Listed records: Begin
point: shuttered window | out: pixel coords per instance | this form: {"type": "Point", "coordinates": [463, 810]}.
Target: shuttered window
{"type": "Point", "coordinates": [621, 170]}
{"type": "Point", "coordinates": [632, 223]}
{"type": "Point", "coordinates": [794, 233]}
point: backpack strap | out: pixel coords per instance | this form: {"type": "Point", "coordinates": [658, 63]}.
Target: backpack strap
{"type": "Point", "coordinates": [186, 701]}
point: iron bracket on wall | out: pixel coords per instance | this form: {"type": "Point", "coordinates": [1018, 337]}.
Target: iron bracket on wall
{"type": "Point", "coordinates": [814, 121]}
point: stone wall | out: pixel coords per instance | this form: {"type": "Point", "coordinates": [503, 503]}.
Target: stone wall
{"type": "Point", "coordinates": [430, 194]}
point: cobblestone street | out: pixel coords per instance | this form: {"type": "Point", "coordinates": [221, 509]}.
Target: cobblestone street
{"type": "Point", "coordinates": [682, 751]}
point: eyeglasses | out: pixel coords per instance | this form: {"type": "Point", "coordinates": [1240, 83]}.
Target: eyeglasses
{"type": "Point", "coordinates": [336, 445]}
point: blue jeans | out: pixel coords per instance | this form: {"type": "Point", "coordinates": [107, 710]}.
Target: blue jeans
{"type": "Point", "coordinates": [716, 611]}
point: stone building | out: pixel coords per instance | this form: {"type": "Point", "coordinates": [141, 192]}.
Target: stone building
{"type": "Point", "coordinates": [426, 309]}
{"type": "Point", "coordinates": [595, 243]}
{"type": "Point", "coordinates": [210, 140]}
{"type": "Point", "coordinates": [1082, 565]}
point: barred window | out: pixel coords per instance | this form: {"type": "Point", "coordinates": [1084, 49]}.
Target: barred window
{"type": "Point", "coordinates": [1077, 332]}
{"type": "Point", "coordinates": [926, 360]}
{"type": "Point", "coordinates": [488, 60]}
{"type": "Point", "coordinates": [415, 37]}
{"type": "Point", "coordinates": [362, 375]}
Listed records: End
> Task details
Output all of the material exactly.

> Task output
point: shuttered window | out: pixel coords per instance | this form: {"type": "Point", "coordinates": [463, 810]}.
Target: shuttered window
{"type": "Point", "coordinates": [621, 170]}
{"type": "Point", "coordinates": [632, 223]}
{"type": "Point", "coordinates": [794, 233]}
point: backpack strap | out: pixel coords per instance | this form: {"type": "Point", "coordinates": [658, 63]}.
Target: backpack strap
{"type": "Point", "coordinates": [186, 701]}
point: iron bracket on wall | out: pixel coords per instance | this form: {"type": "Point", "coordinates": [1018, 337]}.
Target: iron bracket on wall
{"type": "Point", "coordinates": [814, 121]}
point: stone wall | out: pixel coords per instance | this form: {"type": "Point", "coordinates": [503, 503]}.
Target: stone wall
{"type": "Point", "coordinates": [430, 194]}
point: cobblestone street | out: pixel coords per instance | this form: {"type": "Point", "coordinates": [221, 509]}.
Target: cobblestone street
{"type": "Point", "coordinates": [682, 751]}
point: eyeglasses | out: pixel coords per instance | this form: {"type": "Point", "coordinates": [1240, 83]}.
Target: eyeglasses
{"type": "Point", "coordinates": [336, 445]}
point: blue jeans | out: pixel coords per instance | this form: {"type": "Point", "coordinates": [107, 710]}.
Target: blue jeans
{"type": "Point", "coordinates": [716, 611]}
point: stone building | out: pixel coords per instance | this form: {"type": "Point", "coordinates": [141, 192]}.
Target: stone building
{"type": "Point", "coordinates": [426, 309]}
{"type": "Point", "coordinates": [595, 243]}
{"type": "Point", "coordinates": [210, 140]}
{"type": "Point", "coordinates": [1082, 565]}
point: barred window | out: pixel coords per instance | this form: {"type": "Point", "coordinates": [1084, 49]}.
Target: barred window
{"type": "Point", "coordinates": [1077, 332]}
{"type": "Point", "coordinates": [926, 360]}
{"type": "Point", "coordinates": [488, 60]}
{"type": "Point", "coordinates": [415, 37]}
{"type": "Point", "coordinates": [362, 375]}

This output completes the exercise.